___ PROVIDED RECORDS

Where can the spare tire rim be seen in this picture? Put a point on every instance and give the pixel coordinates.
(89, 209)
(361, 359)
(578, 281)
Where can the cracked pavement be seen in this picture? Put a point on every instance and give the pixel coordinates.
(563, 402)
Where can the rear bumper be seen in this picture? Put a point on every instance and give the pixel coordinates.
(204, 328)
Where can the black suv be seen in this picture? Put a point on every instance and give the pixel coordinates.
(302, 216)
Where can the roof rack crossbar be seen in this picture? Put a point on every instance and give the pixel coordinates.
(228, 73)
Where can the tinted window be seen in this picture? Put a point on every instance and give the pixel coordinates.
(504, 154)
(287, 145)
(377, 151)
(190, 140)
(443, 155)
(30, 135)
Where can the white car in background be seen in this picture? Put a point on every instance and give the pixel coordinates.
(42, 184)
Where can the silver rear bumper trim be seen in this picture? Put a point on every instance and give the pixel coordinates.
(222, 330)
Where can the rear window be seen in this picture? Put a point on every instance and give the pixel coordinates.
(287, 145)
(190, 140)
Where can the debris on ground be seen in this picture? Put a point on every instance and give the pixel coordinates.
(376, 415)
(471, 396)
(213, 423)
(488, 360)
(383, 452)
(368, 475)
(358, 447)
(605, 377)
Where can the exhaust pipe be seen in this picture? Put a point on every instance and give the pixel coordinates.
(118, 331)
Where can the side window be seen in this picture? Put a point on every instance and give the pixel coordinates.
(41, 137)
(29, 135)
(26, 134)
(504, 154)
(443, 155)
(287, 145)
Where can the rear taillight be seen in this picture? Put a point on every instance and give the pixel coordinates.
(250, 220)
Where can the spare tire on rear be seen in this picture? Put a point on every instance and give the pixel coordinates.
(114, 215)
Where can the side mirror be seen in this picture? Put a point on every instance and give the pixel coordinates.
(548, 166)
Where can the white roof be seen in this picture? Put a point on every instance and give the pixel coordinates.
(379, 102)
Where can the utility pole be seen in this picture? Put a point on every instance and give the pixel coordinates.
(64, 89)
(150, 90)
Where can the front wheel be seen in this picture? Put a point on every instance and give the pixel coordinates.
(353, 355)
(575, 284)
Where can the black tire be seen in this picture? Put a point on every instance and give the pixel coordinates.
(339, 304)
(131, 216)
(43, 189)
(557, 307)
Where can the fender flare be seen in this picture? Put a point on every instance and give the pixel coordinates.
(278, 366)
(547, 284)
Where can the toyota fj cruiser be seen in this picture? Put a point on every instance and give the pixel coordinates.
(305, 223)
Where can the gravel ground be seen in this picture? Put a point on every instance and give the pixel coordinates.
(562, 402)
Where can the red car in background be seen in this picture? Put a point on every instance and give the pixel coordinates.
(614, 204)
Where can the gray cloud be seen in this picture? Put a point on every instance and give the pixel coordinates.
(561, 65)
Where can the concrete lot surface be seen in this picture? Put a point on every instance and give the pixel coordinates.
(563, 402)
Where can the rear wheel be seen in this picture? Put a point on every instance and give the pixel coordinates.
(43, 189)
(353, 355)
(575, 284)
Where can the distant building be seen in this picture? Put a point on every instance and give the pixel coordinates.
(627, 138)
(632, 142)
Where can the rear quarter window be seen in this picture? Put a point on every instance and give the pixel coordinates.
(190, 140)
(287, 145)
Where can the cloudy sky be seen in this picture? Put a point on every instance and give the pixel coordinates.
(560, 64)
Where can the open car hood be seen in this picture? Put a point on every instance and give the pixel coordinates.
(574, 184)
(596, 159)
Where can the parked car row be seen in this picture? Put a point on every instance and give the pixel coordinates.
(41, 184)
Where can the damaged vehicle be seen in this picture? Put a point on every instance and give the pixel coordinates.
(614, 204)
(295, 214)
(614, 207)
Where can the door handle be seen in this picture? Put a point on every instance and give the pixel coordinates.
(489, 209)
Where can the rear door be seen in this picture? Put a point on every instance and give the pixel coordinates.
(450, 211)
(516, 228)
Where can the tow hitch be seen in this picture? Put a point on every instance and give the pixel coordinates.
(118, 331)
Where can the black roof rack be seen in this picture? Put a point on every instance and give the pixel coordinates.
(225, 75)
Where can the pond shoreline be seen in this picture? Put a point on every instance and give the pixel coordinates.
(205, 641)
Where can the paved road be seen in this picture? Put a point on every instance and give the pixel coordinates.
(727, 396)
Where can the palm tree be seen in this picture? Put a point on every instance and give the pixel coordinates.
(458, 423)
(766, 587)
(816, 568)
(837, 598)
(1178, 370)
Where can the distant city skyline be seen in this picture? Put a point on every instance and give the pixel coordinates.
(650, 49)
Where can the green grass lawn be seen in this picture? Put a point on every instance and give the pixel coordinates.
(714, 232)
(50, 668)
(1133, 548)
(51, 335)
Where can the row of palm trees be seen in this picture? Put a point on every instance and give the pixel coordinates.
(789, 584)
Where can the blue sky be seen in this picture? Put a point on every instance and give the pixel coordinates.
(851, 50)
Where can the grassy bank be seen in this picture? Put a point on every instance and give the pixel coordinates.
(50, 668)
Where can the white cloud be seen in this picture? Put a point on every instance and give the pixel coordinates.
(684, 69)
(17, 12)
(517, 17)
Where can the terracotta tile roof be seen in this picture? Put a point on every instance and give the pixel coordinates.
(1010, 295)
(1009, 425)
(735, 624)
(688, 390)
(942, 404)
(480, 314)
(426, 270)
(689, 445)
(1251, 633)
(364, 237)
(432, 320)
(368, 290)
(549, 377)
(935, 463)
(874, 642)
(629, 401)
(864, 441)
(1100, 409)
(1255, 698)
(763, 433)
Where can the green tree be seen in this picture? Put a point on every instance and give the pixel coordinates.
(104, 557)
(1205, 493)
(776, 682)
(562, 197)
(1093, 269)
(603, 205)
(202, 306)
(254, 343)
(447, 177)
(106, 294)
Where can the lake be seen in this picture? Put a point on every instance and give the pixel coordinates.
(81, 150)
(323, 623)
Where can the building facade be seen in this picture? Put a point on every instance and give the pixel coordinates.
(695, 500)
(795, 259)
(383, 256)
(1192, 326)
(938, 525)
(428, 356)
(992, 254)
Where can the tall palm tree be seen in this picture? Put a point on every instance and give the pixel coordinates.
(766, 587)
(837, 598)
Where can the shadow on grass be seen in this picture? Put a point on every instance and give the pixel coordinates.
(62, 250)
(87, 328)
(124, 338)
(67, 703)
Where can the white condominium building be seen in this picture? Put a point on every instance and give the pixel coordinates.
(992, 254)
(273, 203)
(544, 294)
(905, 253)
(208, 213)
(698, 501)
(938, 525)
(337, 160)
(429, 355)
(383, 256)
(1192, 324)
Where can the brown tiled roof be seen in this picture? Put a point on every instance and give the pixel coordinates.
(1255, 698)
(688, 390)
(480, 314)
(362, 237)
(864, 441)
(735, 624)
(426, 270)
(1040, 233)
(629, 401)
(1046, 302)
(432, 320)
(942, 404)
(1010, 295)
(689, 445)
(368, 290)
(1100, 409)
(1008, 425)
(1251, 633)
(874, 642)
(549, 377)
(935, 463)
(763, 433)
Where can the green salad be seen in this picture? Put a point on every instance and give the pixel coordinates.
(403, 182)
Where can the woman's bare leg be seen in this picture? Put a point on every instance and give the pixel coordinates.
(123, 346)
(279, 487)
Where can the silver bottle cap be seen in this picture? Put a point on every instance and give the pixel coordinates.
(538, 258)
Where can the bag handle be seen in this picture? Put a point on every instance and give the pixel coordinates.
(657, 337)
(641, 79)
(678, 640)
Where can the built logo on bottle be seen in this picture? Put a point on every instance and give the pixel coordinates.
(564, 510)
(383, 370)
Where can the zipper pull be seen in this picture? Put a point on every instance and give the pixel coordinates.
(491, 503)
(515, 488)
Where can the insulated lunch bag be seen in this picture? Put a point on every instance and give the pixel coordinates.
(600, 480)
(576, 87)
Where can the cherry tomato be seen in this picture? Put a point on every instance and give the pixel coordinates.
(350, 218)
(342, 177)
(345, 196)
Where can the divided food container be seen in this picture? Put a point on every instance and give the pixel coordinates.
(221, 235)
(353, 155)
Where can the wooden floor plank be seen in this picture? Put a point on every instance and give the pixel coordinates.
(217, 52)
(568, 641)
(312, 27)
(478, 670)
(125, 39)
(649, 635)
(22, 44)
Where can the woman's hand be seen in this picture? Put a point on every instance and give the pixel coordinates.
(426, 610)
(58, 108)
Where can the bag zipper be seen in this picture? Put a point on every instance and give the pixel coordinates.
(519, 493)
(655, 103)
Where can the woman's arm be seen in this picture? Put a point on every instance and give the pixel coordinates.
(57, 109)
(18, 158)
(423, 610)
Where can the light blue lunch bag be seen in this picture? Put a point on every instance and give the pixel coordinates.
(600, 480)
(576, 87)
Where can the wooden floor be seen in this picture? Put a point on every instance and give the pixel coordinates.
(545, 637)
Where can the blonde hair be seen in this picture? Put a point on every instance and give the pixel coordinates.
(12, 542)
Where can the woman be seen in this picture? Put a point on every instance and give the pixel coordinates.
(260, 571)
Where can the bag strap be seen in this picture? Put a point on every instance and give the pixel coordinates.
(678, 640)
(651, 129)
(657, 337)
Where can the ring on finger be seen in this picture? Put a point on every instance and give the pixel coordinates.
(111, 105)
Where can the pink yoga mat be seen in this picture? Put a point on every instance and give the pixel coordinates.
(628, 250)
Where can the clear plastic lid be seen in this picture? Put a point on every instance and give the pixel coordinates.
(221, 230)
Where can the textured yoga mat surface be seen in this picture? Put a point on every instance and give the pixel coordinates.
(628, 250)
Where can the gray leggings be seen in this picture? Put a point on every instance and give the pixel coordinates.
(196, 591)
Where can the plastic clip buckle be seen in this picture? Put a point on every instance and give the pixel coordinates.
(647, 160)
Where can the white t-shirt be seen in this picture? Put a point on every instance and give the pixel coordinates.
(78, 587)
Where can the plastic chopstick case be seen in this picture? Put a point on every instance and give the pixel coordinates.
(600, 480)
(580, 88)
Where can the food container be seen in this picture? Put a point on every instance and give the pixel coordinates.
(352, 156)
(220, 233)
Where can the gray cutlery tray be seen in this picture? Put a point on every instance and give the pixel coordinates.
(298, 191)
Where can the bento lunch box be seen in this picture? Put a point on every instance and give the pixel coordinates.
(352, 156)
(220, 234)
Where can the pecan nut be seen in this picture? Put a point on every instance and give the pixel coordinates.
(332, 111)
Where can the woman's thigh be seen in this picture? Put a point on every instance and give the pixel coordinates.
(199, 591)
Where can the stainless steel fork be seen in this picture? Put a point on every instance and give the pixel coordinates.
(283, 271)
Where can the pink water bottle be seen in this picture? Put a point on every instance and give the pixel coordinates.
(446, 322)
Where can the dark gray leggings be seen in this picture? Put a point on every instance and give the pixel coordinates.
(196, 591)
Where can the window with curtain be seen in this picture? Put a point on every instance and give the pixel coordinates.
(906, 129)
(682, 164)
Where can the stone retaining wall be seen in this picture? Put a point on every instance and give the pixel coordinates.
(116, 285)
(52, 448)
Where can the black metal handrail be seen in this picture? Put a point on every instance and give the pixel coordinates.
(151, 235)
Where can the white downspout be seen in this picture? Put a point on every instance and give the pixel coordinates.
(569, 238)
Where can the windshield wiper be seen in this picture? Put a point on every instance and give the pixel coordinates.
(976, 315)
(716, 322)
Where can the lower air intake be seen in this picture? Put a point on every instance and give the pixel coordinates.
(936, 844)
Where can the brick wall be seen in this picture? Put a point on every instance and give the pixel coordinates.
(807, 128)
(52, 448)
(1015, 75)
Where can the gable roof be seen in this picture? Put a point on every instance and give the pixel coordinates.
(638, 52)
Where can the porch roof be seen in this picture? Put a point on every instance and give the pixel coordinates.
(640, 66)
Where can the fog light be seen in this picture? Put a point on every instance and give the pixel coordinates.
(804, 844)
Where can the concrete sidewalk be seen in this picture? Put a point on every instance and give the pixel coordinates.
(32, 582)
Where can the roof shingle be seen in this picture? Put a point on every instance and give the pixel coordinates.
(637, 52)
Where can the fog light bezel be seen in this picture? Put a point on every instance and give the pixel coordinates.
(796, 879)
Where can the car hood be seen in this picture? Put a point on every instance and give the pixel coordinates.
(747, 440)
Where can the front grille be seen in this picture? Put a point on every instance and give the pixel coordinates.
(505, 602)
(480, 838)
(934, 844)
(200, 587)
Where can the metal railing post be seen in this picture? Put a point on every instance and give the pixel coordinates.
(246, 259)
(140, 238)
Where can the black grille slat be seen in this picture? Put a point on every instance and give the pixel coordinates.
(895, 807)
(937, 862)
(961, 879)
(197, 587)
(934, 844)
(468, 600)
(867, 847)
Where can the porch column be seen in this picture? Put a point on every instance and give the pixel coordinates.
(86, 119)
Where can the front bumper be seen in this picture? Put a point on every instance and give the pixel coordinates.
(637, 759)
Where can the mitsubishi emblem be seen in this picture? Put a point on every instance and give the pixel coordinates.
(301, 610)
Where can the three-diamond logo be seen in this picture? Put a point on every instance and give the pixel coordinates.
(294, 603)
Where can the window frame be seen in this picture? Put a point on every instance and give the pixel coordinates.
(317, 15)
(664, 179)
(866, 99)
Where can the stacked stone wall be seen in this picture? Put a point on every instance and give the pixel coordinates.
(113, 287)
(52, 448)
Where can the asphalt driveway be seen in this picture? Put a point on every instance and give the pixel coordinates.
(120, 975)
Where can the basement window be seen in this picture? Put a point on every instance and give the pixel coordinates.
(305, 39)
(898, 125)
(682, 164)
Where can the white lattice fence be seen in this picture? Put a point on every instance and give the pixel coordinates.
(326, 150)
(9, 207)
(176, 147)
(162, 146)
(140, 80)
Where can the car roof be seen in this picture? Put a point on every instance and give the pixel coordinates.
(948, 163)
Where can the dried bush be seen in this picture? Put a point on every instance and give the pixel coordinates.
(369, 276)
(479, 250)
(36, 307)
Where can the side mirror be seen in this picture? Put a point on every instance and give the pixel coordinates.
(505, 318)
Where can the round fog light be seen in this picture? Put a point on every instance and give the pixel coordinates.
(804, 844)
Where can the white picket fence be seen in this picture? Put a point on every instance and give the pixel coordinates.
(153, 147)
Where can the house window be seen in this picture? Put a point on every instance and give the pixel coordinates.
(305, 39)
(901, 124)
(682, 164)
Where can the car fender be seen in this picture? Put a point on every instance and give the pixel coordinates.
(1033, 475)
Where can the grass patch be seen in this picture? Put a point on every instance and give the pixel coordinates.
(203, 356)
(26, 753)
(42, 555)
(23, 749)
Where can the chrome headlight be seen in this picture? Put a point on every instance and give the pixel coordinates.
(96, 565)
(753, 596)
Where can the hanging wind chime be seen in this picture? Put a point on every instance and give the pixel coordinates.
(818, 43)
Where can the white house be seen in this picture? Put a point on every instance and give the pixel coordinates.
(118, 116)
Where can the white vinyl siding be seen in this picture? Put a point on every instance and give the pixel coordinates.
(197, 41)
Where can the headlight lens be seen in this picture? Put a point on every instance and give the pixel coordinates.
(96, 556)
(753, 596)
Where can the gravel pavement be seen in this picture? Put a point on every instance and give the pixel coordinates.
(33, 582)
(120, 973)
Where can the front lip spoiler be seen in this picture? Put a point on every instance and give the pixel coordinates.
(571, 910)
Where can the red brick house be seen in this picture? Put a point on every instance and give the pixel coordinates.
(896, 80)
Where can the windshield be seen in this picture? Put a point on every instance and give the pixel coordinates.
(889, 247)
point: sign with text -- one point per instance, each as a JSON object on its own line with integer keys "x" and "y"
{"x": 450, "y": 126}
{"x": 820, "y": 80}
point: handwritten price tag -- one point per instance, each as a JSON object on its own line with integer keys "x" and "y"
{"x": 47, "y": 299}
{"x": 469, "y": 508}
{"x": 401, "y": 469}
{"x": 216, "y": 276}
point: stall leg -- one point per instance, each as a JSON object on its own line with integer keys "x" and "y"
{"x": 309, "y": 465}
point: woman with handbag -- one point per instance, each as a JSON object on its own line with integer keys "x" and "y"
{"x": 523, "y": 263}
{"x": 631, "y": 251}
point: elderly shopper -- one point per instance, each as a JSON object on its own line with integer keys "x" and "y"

______

TASK >>
Taking the line with "point: woman with" as the first, copy every line through the end of the entries above exactly, with no others.

SOLUTION FOR THIS PROBLEM >>
point: woman with handbag -- one point per instance, each as a JSON object on its own line with integer keys "x" and "y"
{"x": 523, "y": 263}
{"x": 631, "y": 251}
point: elderly shopper -- one point per instance, each as a JSON object on its own line with integer keys "x" and "y"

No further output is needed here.